* _Exercise directions_
Format every line of the material below as a numbered list, skipping blank lines. Leave the pictures out of the list.
═══ Data for processing
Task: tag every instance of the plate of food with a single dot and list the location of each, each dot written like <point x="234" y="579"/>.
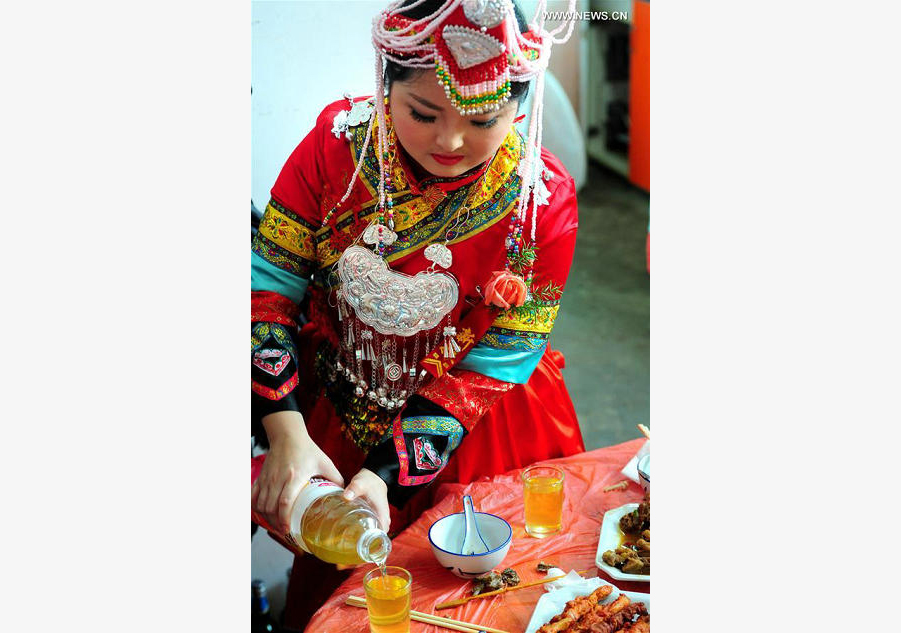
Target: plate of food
<point x="591" y="605"/>
<point x="624" y="546"/>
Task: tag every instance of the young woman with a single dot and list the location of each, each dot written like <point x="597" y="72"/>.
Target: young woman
══════
* _Expected output_
1. Task: tag every instance of the plate of food with a single dot and list the location of each, each dot written like <point x="234" y="579"/>.
2. Target: plate of food
3. <point x="591" y="605"/>
4. <point x="624" y="546"/>
5. Task: tag every instance of the young woman with a single dot and list the location of each, each dot written like <point x="597" y="72"/>.
6. Target: young woman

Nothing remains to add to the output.